◆ **GIVEN INSTRUCTION A**: In the restaurant reviews, where does HiHo Cheeseburger get its beef?
◆ **GIVEN INSTRUCTION B**: Carry on the restaurant reviews from their last sentence, keeping the same style.

◆ **SOURCE EXCERPT**:

Sitting outside at The Terrace overlooking the Beverly Canon Gardens, at The Maybourne Beverly Hills, the cascading fountain provides a soothing sound as a procession of people stroll through the park. Chef Kaleo Adams prepares local fare with a creative, fresh California spin. Some of the most memorable dishes were the crescent moon shaped eggplant mezzaluna with tomatoes and semi-firm white ricotta salata, handmade linguine with clams, Berkshire pork loin with caramelized pineapple and beautiful floral shaped apple tartin. $$$ 225 N. Canon Drive, (310)860-7886.
HiHo Cheeseburger opened a new location along the Marvin Braude bike trail in Santa Monica. While riding my bike, I stopped for lunch and dined at a table overlooking rows of boats in the Marina del Rey harbor. What makes HiHo different from other burger joints is that it’s the first and only burger restaurant to exclusively serve grass-fed wagyu beef. Health benefits of wagyu include naturally higher heart-healthy omega-3s, vitamins and antioxidants. It also has lower saturated fat than other types of beef. HiHo curates its beef from First Light Farms, a New Zealand cooperative of 61 farmers. I enjoy their crisp Caesar salad with crunchy croutons and a light and flavorful dressing. HiHo burgers are normally served as doubles with one-third pound of beef, or triples with a half-pound of wagyu beef. They are topped with crisp lettuce, ketchup, house-made pickles, mustard, flavorful grilled onion jam and melted American cheese. HiHo also makes a gluten-free vegan patty from a blend of grains, legumes and spices. The fries are hand-cut thick and double fried making them extra crispy. Thick and creamy milkshakes are made from ice cream churned by a family-run creamery. $-$$ 4625 Admiralty Way, #109, (424) 317-7858. Other HiHo Cheeseburger locations open at 11:30 a.m. 6245 Wilshire Blvd., Suite 102, (323)642-6467 and 1320 Second St., (310)469-7250.
Culina Ristorante at the Four Seasons Hotel at Beverly Hills has hired a new creative Italian Chef de Cuisine, Giovanni Spataro. He is awakening diners’ senses by redesigning street food from his hometown in Palermo. Some of my favorite dishes include tender, thin slices of wild sea bass topped with an eye-catching tuile that looked like lace. The refreshing Sicilian salad is enhanced with shaved fennel and crunchy celery tossed with a fresh honey citronette dressing. For pasta, be sure to order the golden Taglliatele al Tartufo Uncinado topped with savory, creamy Moliterno cheese. And for an entrée that can be shared with others, the Grigliata Di Pesce Al Carbone offers an assortment of grilled seafood including Spanish octopus, local spot prawns, langoustine, sea scallops and local white fish. It’s served with a small carafe of salmoriglio, a southern Italian condiment made with lemon juice, olive oil, garlic, salt and herbs, to pour on top. Finish with a smokey campfire s’mores dessert, which arrives under a glass dome filled with smoke for a multi-sensory experience. $$$ 300 S. Doheny Drive, (310)860-4000.

◆ **DATA SHOWN**:

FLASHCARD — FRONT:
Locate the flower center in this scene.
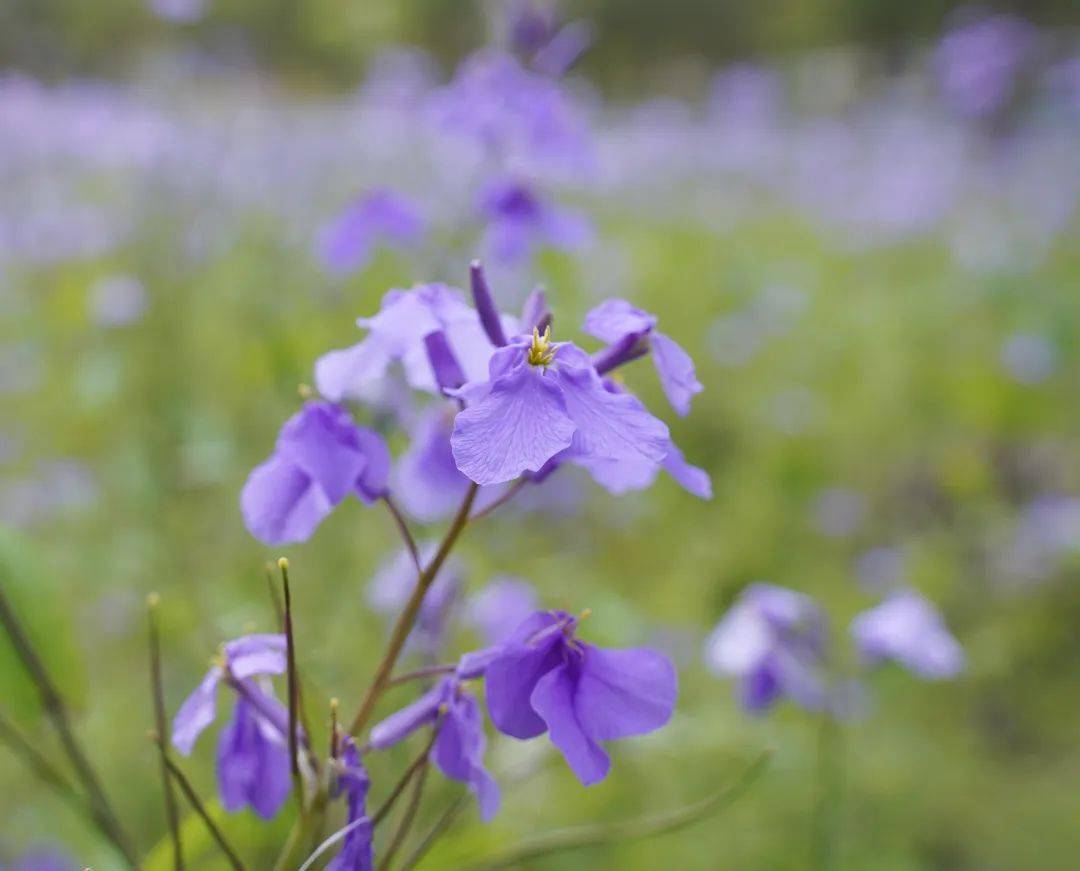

◆ **RESULT A**: First Light Farms, a New Zealand cooperative of 61 farmers.

◆ **RESULT B**:
Chef Chris Dane of Lucky Bird Fried Chicken at the Grand Central Market brines his poultry in his signature citrus and herb mixture. He combines lemon juice, garlic, rosemary and thyme and dredges the chicken, dips it into buttermilk and then dips it again into spices and finely ground flour, creating a delicious light, crispy crust on the outside and moist flavorful citrus chicken inside. The menu includes a fried chicken bucket, chicken tenders and the popular hot honey Sammie sandwich. On weekends, Lucky Bird serves fried chicken breakfast burritos and chicken and buttermilk waffles. Sides include a biscuit with honey butter, and creamy mac and cheese. The dipping sauces include buttermilk herb, thick habanero honey, yellow honey mustard and hickory barbecue. $-$$ 317 S. Broadway.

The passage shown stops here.